- **Exercise goal**: Every entry must come back exactly as it was given.

- **Provided records**:
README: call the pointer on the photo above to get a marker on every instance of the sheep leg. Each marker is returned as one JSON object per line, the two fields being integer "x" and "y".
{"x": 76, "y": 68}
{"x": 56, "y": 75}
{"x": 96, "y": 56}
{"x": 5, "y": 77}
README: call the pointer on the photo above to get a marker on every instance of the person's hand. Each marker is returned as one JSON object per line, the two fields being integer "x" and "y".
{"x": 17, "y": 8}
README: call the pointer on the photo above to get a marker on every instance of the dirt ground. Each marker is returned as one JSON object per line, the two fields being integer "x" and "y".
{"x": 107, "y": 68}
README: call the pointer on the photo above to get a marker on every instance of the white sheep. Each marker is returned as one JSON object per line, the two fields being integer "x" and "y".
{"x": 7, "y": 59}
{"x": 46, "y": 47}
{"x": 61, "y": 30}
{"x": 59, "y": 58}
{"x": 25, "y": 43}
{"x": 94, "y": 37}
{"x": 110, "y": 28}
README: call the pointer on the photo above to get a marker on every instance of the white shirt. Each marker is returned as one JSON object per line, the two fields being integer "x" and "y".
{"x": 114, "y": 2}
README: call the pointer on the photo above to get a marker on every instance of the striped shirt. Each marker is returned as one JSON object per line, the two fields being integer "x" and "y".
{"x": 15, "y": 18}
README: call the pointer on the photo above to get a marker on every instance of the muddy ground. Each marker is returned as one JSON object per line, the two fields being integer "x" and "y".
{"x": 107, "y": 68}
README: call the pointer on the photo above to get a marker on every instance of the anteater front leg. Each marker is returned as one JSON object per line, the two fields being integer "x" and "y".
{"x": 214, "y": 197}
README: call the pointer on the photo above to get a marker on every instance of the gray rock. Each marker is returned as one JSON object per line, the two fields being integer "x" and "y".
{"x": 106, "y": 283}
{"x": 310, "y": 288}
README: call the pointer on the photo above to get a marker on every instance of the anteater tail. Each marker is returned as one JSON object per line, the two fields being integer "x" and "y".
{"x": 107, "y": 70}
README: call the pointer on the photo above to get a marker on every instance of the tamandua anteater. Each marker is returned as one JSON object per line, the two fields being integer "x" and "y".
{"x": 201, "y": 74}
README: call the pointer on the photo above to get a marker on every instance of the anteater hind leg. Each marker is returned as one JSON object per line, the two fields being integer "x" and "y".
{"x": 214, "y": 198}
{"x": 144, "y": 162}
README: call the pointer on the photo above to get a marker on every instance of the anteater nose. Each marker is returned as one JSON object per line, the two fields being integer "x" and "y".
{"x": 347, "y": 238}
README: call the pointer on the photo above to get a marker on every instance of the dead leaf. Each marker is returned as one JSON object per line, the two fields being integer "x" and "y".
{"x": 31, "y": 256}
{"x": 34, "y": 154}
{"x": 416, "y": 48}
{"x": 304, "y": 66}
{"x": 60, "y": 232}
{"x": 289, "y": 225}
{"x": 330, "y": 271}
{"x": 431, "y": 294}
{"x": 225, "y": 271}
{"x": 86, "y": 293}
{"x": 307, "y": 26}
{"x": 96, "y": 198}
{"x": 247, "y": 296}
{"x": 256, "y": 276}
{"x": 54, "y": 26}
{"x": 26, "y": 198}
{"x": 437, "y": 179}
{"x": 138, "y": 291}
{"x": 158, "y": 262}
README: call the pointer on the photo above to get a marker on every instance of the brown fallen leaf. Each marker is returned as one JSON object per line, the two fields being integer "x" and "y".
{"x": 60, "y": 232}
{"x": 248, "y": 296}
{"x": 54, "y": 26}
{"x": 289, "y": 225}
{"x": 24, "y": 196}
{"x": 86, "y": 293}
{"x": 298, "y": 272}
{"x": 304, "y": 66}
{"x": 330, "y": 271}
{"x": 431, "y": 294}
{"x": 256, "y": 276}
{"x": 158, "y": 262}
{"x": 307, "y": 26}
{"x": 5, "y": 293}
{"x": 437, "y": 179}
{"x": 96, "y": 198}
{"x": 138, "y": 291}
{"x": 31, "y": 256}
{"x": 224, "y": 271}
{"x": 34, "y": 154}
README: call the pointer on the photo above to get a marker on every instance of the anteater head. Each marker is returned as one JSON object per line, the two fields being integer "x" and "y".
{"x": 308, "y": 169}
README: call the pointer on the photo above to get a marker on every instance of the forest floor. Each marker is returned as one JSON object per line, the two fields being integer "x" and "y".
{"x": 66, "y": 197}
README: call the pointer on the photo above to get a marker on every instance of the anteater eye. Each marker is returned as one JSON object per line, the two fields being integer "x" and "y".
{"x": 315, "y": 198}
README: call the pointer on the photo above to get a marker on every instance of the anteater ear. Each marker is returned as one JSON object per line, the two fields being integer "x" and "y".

- **Response to the task**:
README: call the pointer on the photo above to get a marker on every instance of the sheep leg. Each marker is returned as one JSON object per line, the two fields being integer "x" and "y".
{"x": 76, "y": 68}
{"x": 56, "y": 75}
{"x": 96, "y": 56}
{"x": 5, "y": 77}
README: call the pointer on the photo above to get a marker on every instance of the person's hand. Each marker is returned as one JSON object per line, the two fields being integer "x" and "y".
{"x": 17, "y": 8}
README: call the pointer on the photo above to get a marker on every instance of the dirt ground. Each marker is returned as one JSON object per line, the two fields being integer "x" and "y".
{"x": 107, "y": 68}
README: call the pointer on the photo above to get a marker on every instance of the white sheep. Each marker is returned as one JSON object per line, the two fields being integer "x" and "y".
{"x": 7, "y": 59}
{"x": 46, "y": 47}
{"x": 61, "y": 30}
{"x": 59, "y": 58}
{"x": 25, "y": 43}
{"x": 94, "y": 37}
{"x": 110, "y": 28}
README: call the pointer on the photo above to get a marker on every instance of the white shirt. Each marker is returned as one JSON object per line, the two fields being integer "x" and "y".
{"x": 114, "y": 2}
README: call the pointer on the photo above to get a marker on every instance of the striped shirt. Each marker is returned as one JSON object per line, the two fields being integer "x" and "y".
{"x": 15, "y": 18}
README: call the pointer on the photo above to get a marker on every instance of the muddy ground. Each marker is returned as one JSON object per line, the two fields being integer "x" and "y".
{"x": 107, "y": 68}
README: call the pointer on the photo above to get a marker on every instance of the anteater front leg. Each marker is returned as one JSON object per line, the two fields being integer "x" and "y".
{"x": 214, "y": 197}
README: call the pointer on the photo above to get a marker on every instance of the gray rock. Each marker is returned as one JSON object per line, the two fields being integer "x" and "y".
{"x": 106, "y": 283}
{"x": 310, "y": 288}
README: call the pointer on the photo above to get a marker on every instance of the anteater tail. Each marker is returned as one JSON object per line, the two fields being integer "x" and "y".
{"x": 107, "y": 70}
README: call the pointer on the photo above to get a marker on every instance of the tamandua anteater. Each marker is returned as one JSON object per line, the two fields being integer "x" and "y".
{"x": 201, "y": 74}
README: call the pointer on the photo above to get a marker on every instance of the anteater hind leg. Each marker is returned as one JSON object per line, the two fields being integer "x" and "y".
{"x": 214, "y": 198}
{"x": 144, "y": 162}
README: call the pointer on the photo above to get a marker on every instance of the anteater nose. Each marker is returned as one JSON object per line, the two fields being integer "x" and "y".
{"x": 347, "y": 238}
README: call the pointer on the photo above to get a marker on every instance of the dead leaf. Each marker is returned as one JSON object per line, the two fields being integer "x" and "y".
{"x": 31, "y": 256}
{"x": 34, "y": 154}
{"x": 416, "y": 48}
{"x": 304, "y": 66}
{"x": 60, "y": 232}
{"x": 289, "y": 225}
{"x": 330, "y": 271}
{"x": 431, "y": 294}
{"x": 225, "y": 271}
{"x": 86, "y": 293}
{"x": 307, "y": 26}
{"x": 96, "y": 198}
{"x": 247, "y": 296}
{"x": 256, "y": 276}
{"x": 54, "y": 26}
{"x": 26, "y": 198}
{"x": 437, "y": 179}
{"x": 138, "y": 291}
{"x": 158, "y": 262}
README: call the pointer on the photo above to get a marker on every instance of the brown fallen leaf. Each marker is returned as one JSON object per line, the two fields being integer "x" and "y".
{"x": 60, "y": 232}
{"x": 248, "y": 296}
{"x": 54, "y": 26}
{"x": 289, "y": 225}
{"x": 24, "y": 196}
{"x": 86, "y": 293}
{"x": 298, "y": 272}
{"x": 304, "y": 66}
{"x": 330, "y": 271}
{"x": 431, "y": 294}
{"x": 256, "y": 276}
{"x": 158, "y": 262}
{"x": 307, "y": 26}
{"x": 5, "y": 293}
{"x": 437, "y": 179}
{"x": 96, "y": 198}
{"x": 138, "y": 291}
{"x": 31, "y": 256}
{"x": 224, "y": 271}
{"x": 34, "y": 154}
README: call the pointer on the photo above to get a marker on every instance of the anteater head. Each marker is returned as one JSON object per line, the two fields being integer "x" and "y".
{"x": 308, "y": 169}
README: call the pointer on the photo above to get a marker on every instance of the forest floor. Each marker is returned as one JSON object per line, the two fields being integer "x" and "y".
{"x": 66, "y": 197}
README: call the pointer on the photo above to get a marker on every instance of the anteater eye. Each marker is returned as one JSON object per line, the two fields being integer "x" and "y".
{"x": 315, "y": 198}
README: call the pointer on the photo above to get a marker on every instance of the anteater ear. Each marker is returned as one JSON object per line, the two fields being integer "x" and "y".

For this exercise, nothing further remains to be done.